WHAT NEEDS TO BE DONE: The reply should be one number: how many lines of the data below contain "stainless".

[[ DATA PROVIDED open ]]

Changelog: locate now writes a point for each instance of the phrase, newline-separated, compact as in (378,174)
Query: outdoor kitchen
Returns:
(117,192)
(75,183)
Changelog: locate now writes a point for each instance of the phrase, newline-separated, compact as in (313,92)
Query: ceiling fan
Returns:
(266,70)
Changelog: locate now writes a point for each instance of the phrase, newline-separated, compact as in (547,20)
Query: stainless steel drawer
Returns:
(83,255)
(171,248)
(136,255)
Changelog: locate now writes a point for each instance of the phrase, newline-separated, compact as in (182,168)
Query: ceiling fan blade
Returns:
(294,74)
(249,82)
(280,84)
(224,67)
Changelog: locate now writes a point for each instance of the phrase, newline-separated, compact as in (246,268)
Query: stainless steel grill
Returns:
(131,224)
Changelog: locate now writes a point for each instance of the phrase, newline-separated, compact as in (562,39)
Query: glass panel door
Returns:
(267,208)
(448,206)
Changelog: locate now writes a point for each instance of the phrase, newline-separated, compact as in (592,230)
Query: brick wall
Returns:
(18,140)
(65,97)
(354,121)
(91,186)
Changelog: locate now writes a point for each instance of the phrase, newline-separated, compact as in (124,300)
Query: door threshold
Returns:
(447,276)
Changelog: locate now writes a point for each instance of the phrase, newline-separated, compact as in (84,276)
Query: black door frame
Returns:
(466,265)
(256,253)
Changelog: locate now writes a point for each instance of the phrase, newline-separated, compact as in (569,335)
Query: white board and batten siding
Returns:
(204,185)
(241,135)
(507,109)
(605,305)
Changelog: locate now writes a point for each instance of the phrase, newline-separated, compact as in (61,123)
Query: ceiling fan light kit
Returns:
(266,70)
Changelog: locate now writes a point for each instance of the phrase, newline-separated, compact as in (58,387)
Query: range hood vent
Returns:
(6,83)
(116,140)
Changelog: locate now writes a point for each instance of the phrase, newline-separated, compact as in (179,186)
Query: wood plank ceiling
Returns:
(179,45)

[[ DATA PROVIDED closed ]]

ANSWER TO THE EXERCISE: 2